## [Objective]
In the piece about the Sloan Digital Sky Survey's 3D map, what share of the universe's mass does dark matter seem to account for?

## [Source extract]
[Begin]

The (really) big picture
Taking Neil’s exhortation to “walk like a giant on the land” to heart, here’s the latest entry in astro-dazzle sweepstakes: the Sloan Digital Sky Survey has turned their early data into a three-dimensional map, and further proceeded to create a video fly-through for our mind-blowing pleasure.
The SDSS has so far covered just a third of the sky, and this is just the first batch of 3D data to be released from that. And oh, they’re not looking at stars. That’s so yesterday. This here is but a fragment of the physical structure of the universe, as revealed in these clusters and filaments of galaxies upon galaxies upon (repeat ad infinitum…):
The cosmologists and astrophysicists say that this new 3D data about these large-scale structures will help unravel the mysteries of dark matter (which seems to account for about 25% of the universe’s mass) and dark energy (which exerts enough influence on matter that scientists say it accounts for 70% of the universe). So, yup, all those bright shiny galaxies in the video: less than 5% of the universe.

[End]

## [Stored data]
[Begin]

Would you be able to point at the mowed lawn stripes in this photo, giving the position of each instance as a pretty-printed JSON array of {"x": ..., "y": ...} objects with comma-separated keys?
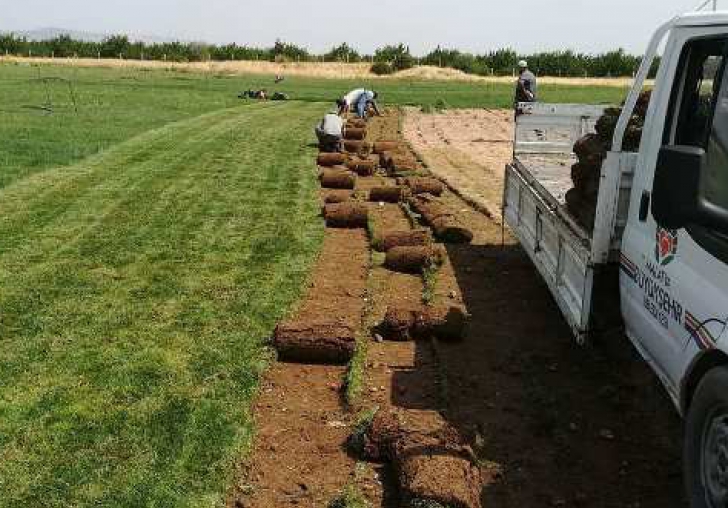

[End]

## [Correct result]
About 25%.